Given passage:
Good for her! Finally, a professor who understands that coddling these kids does nothing but cripple them later in life when they run face-first into reality.
Grading on a curve was the beginning of the end, IMHO
President Obummer removed for two-faced gloating (lying and bragging about it has become the norm at WH)
I hypothesize that if you spent more time reading the class material and showing up for class and less time staying up all night to do bong hits and missing her class, you would be passing her class.
You make your course ridiculously easy, you get good student evaluations, the administration pats you on the back and this keeps the enrollment high and the tuition bucks coming in.
That’s exactly what I am involved with and I don’t care, I play the game because as a grad student I only have to do it one more year. But God bless this professor.
I wonder how many LSU football and basketball players were in her class and whether the coaches made a phone call to the Dean.
However, if 90% of the class is failing, she needs to do something differently.

Exercise brief: Write out the reader comments about the professor above in full, word for word.

Rows:
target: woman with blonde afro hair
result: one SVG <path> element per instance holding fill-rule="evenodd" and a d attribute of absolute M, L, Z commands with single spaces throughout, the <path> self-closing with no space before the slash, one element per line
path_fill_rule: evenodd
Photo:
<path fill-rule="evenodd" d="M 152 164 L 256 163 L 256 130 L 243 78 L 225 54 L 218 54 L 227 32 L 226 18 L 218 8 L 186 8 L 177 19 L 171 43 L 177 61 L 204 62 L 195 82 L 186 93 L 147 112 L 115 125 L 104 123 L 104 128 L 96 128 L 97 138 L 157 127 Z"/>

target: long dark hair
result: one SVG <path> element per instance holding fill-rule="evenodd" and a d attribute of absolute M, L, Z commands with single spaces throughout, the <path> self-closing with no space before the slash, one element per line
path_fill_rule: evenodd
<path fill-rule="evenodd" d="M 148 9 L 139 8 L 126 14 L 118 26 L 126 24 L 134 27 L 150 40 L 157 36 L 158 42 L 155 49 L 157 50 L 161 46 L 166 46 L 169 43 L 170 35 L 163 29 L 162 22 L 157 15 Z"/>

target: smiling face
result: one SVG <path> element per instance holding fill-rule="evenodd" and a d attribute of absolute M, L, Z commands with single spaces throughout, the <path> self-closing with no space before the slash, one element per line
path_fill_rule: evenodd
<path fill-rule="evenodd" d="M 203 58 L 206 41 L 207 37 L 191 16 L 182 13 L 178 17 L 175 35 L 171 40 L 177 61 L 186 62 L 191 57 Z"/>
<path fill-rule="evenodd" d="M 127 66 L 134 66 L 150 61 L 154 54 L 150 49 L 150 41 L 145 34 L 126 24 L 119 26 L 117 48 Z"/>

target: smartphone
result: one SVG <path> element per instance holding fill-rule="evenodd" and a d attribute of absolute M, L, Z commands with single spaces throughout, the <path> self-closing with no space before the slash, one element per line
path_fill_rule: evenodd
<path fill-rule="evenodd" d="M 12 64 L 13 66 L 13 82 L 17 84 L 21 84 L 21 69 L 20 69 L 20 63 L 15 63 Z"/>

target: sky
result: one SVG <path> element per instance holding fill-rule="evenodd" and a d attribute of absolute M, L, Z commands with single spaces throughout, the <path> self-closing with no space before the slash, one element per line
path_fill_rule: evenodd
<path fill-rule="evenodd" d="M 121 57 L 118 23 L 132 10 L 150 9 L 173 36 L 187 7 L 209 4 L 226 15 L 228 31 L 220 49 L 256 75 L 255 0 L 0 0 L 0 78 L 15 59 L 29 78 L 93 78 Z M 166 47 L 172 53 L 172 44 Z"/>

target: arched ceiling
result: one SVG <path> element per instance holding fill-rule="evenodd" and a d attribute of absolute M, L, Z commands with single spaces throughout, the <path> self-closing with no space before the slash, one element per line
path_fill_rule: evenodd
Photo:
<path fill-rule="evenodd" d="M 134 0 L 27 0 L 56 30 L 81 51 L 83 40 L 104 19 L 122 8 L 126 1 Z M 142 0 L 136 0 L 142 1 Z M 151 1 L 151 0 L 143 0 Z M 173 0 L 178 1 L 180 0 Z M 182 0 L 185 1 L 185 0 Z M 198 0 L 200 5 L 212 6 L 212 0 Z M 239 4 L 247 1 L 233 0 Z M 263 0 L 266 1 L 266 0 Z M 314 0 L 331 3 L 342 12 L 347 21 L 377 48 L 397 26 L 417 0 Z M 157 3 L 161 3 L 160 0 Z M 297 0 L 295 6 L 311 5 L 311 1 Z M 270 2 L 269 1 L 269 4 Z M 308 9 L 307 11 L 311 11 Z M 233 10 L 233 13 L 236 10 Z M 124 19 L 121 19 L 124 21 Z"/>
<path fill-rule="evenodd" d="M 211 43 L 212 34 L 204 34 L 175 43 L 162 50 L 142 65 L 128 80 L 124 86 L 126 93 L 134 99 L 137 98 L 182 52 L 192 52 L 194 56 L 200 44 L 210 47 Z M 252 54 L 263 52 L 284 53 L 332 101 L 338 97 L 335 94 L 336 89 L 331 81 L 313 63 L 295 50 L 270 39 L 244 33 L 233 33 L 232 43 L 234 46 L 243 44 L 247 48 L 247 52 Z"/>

Answer to this task:
Good for her! Finally, a professor who understands that coddling these kids does nothing but cripple them later in life when they run face-first into reality.
Grading on a curve was the beginning of the end, IMHO
President Obummer removed for two-faced gloating (lying and bragging about it has become the norm at WH)
I hypothesize that if you spent more time reading the class material and showing up for class and less time staying up all night to do bong hits and missing her class, you would be passing her class.
You make your course ridiculously easy, you get good student evaluations, the administration pats you on the back and this keeps the enrollment high and the tuition bucks coming in.
That’s exactly what I am involved with and I don’t care, I play the game because as a grad student I only have to do it one more year. But God bless this professor.
I wonder how many LSU football and basketball players were in her class and whether the coaches made a phone call to the Dean.
However, if 90% of the class is failing, she needs to do something differently.